Instructions for the task:
Print all the records exactly, please.

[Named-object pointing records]
━━━━━━━━━━━━━━━━━━━━

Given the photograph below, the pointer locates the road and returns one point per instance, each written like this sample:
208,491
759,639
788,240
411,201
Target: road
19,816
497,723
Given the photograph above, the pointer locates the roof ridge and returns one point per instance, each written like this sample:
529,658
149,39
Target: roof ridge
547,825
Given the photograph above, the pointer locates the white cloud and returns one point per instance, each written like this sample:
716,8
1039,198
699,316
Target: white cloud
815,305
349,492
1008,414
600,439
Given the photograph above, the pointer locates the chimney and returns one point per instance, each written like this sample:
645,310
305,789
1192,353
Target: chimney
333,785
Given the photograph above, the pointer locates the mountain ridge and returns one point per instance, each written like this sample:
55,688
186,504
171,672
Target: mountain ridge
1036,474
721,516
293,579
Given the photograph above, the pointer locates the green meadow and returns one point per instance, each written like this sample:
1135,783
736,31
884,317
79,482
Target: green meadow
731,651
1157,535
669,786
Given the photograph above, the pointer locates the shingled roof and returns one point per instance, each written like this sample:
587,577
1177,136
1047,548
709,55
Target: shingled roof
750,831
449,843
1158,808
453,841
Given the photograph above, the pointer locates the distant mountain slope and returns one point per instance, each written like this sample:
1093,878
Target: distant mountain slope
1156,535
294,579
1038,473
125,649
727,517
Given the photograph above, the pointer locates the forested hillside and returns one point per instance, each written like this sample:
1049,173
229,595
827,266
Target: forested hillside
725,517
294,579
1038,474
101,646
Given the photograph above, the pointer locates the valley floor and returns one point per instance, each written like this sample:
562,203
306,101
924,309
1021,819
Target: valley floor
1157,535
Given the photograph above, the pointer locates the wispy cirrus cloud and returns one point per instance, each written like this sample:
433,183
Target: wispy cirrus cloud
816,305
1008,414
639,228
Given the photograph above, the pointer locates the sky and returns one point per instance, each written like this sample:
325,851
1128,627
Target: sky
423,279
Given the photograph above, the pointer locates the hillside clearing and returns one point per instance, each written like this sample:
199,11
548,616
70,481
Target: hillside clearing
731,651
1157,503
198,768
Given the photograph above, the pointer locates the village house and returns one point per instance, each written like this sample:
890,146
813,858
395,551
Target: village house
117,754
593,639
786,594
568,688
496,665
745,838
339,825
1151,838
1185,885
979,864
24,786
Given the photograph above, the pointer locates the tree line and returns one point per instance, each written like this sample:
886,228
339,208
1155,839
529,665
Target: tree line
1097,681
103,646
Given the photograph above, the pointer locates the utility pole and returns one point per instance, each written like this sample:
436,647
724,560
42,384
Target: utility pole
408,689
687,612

━━━━━━━━━━━━━━━━━━━━

Response for this exercise:
Given the photograph below, the pointer locates the road and returns one point per instance, each written like this sample:
208,491
759,639
788,240
411,201
Target: road
19,816
497,723
Given the photograph above, the pointer locates the roof ridge and returns one point per instance, each written like this sample:
529,658
149,39
Target: roof ridge
547,825
Given the photograph above, the pointer locates the white cloud and returns one point per instance, each written like this sample:
716,8
1039,198
699,316
Target: white cloud
815,305
349,492
1008,414
600,439
Given the photograph above, the pointer locates the chimney and returns one point per instance, each written like this sample:
645,310
305,789
1192,353
Target: chimney
333,785
Given the photograph above, the pointer locates the mountain ridge and returns one point per instance, each written like this sample:
55,688
186,504
171,672
Target: mountain ridge
1036,474
721,516
293,579
Given the photograph above, the pointer locates the green meadow and returns one point per instance, each written like this sample:
1135,783
736,31
884,317
79,482
Target: green meadow
731,651
1157,535
669,786
Given the photograph above, the pointer locates the shingled roof and returns one point per instance, each written like this sample:
587,577
1177,136
1047,548
709,55
Target: shingled roof
750,831
449,843
1158,808
453,841
Given the photograph above, the pointer locates the distant mountain slope and returns one point per instance, each written like this sample:
1093,878
Target: distant mountain slope
1156,535
294,579
1038,473
125,649
727,517
Given the photograph above, the pointer locates the forested hillside and returns one point per instance, each written like this sample:
1049,173
229,595
827,266
Target: forested hillside
725,517
294,579
1038,474
101,646
Given the photograph above, the pointer locates the valley floor and returns one point per instance, each written like this sample:
562,203
306,101
924,309
1021,819
Target: valley floor
1157,535
Given the photograph above, the pointer locates the wispy cirrus cloud and returns one point per instance, each written like this sample:
433,183
Target: wispy cirrus cloud
816,305
1008,414
639,228
Given the photograph above, the pointer locates the sky and returns one point per instance, each written like this sample:
325,851
1128,627
Target: sky
423,279
Given the photograph above, the pointer locates the hillside clearing and returns one point per instance, each written like this sample:
199,11
548,616
70,481
Target: hillside clearing
731,651
1157,503
198,768
Given the photograph above, the pointer locates the village house and returns one point per instance, each written like this sample:
890,146
813,858
395,551
Target: village house
117,754
593,639
786,594
568,688
496,665
745,838
339,825
1151,838
1185,885
979,864
24,786
Given the photograph above, the pointer locates the tree line and returns one point per instance, each written like this sample:
886,228
339,208
1155,839
529,665
Target: tree line
1097,681
103,646
Given the photograph above, the pointer locates the utility pole and returns one point per instance, each written like this sample:
436,647
724,560
42,384
Target: utility pole
408,689
687,612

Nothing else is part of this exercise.